## Job A
Rewrite the entries between the line holding "the gold bangle?" and the final line of the entries, inclusive, offsetting every coordinate in the answers by -53 and leaving all other lines as they stand.

Either get Ammolock or better yet get Seachem Prime.
Do more water changes- like every 2 days. Do not touch the gravel and cut back on feeding.
Get back to us on what your ammonia, nitrite and nitrate levels are.


----------



## Toshogu (Apr 24, 2009)

make sure to pick up a bottle of Seachem Stability if you're cycling a tank. go online and look it up if you don't know what it is.


----------



## ron v (Feb 24, 2005)

Tos, do you own stock in Seachem? LOL


----------



## Toshogu (Apr 24, 2009)

No, it's just one of those products that I have fallen in love with. Not only does it allow me to stick fish from day 1. But it gives me insurance that I'm not gonna damage fish doing it. It's one of those products I believe that has revolutionized the fish keeping hobby. Honest to goodness this is the ultimate product for the absolute new fish hobbiest. No more fish losses because they don't know what cycling a tank is. Or if they do 100% waterchanges with filter and gravel replacement at the same time. So long as they have stability and use it, they don't have to worry as much about killing fish because of lack of understanding of how Biofiltration works.

Imagine how many fish and new people would still be in this hobby if thier first tank got up and running without a hitch.

I know Stability works, and I believe it should be standard equipment for any hobbiest. It can litterally turn a 5gal. bucket into an instant hospitol tank. Just throw in a sponge filter and a heater + stability.

Stability is to the fish keeping hobby as Pasturization was to the Dairy industry.


----------



## ron v (Feb 24, 2005)

I understand your enthusiasm but I think we still need to be careful. Suggesting that it is the "pasturization" of the aquarium hobby is taking it a little too far. It worked for you. It didn't for me. Maybe it works in most cases. I'm not yet convinced. To be completely "responsible" we need to tell new hobbyist that it doesn't always work. I still think they should understand some of the nitrigen cycle and be able to "test" to see if it really is working!


----------



## Toshogu (Apr 24, 2009)

A decent amount of people don't bother researching the fish keeping hobby before they get into it. Most of the time it's a carnival goldfish that manages to survive a cycling 2gal bowl that starts them down the hobby's path. Or a kneejerk purchase because of a good deal at lfs or petco. I've read through these forums pretty well, and alot of posts are usually cycling related problems. Which goes to show they don't even read the nice stickies about cycling the forum admins have in place. or if they did the concept just went right over thier head. Between me and my friends there have been 8 tanks total (two of which are mine) that have been started successfully with stability. 

As I remember with your post you happened on an old bottle of the stuff laying around in your garage. I think that really has played a big factor in how your "test" is working out. Try sharpening up your methedology before you start casting shadows.


----------



## Guest (Jul 21, 2009)

Tosh....chill.....it didnt work for him. thats about it. might have worked and continues to do well for you, well thats really lucky for you and we are all happy about it that you found a solution to a quick cycle and something that seems to be good for your fish but what works for you, doesnt need to work for another. 

we appriciate your attempt at letting us know that its a great product but like all good products, the product needs to speak for it self. if you notice Tosh, the products that run multiple adds, multiple times a day is the one consumers are least goin to buy. everyone has a threshold to absorb things and to be honest, i really think you should tone it down with the propaganda for SeaChem Stability.

Cheers!


----------



## ron v (Feb 24, 2005)

OK Tos. I would welcome a critique of my methodology. Let's move this to a new thread. We don't need to clog this thread any longer. I will await your post.


----------

## Job B
Reproduce the passage of the forum thread between "I know Stability" and "the Dairy industry.", inclusive, without alteration.

## Dataset rows

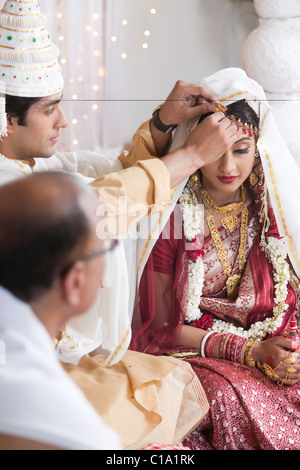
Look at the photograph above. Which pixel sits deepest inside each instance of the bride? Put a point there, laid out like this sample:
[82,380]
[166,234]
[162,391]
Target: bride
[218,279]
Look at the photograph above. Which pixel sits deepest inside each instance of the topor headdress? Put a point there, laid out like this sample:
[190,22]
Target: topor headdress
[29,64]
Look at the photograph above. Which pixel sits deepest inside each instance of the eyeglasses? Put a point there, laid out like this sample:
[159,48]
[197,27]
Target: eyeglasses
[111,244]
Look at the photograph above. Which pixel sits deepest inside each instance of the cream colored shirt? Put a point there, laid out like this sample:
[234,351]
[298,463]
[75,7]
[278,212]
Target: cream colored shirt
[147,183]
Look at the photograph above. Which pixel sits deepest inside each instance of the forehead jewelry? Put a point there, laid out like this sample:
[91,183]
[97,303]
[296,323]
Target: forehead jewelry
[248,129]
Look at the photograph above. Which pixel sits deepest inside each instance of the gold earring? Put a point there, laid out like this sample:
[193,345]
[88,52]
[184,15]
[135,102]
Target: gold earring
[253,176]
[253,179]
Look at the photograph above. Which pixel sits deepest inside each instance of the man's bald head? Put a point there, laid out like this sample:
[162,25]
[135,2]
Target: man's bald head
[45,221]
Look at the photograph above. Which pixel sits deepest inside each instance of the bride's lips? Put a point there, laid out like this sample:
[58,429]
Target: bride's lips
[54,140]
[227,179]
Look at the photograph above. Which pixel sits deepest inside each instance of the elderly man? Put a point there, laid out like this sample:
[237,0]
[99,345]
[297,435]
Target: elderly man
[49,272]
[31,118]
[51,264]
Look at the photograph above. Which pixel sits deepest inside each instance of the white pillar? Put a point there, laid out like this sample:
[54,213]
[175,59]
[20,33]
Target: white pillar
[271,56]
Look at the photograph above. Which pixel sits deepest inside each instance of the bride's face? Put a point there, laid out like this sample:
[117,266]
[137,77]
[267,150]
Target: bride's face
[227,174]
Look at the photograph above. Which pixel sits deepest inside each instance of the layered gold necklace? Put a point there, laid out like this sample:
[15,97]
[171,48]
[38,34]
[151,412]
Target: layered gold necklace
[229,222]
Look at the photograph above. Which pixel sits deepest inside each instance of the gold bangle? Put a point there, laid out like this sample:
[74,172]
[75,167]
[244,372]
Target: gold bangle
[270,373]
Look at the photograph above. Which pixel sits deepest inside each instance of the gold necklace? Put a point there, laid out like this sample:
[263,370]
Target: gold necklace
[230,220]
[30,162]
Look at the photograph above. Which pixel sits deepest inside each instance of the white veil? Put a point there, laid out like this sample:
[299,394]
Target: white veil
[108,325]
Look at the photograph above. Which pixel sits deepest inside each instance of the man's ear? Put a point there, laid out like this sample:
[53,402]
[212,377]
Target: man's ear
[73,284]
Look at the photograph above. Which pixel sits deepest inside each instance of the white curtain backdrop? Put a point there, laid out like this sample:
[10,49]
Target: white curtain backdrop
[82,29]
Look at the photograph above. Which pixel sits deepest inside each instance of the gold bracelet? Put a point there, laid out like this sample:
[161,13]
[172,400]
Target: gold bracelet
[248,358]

## Complete answer A
Look at the photograph above. Which pixel sits deepest inside each instance of the gold bangle? Put a point there, laid out like this sample:
[74,172]
[75,167]
[244,372]
Target: gold bangle
[217,320]
Look at the photograph above. Which pixel sits deepest inside each instance of the gold necklace? Put a point there, laid out like this sample:
[263,370]
Target: gold necklace
[177,167]
[-23,109]
Look at the photograph above. Which pixel sits deepest inside each instance of the white veil? Put a point there, laid out like this sample:
[299,394]
Target: white veil
[55,272]
Look at the photograph above. Which pixel sits deepest inside each instance of the man's ear? Put a point there, laid out like this sample:
[53,402]
[212,377]
Target: man's ear
[20,231]
Look at the photograph above. Which pixel sits deepest inside each instance of the white curtain backdrop? Put a point there, laid out like this sample:
[10,49]
Target: white curtain backdrop
[29,-24]
Look at the photograph above. Which pixel sits deepest inside each instance of the gold bracelet? Put a point there, laid out like this sample:
[161,13]
[172,400]
Target: gold bracelet
[195,305]

## Complete answer B
I know Stability works, and I believe it should be standard equipment for any hobbiest. It can litterally turn a 5gal. bucket into an instant hospitol tank. Just throw in a sponge filter and a heater + stability.

Stability is to the fish keeping hobby as Pasturization was to the Dairy industry.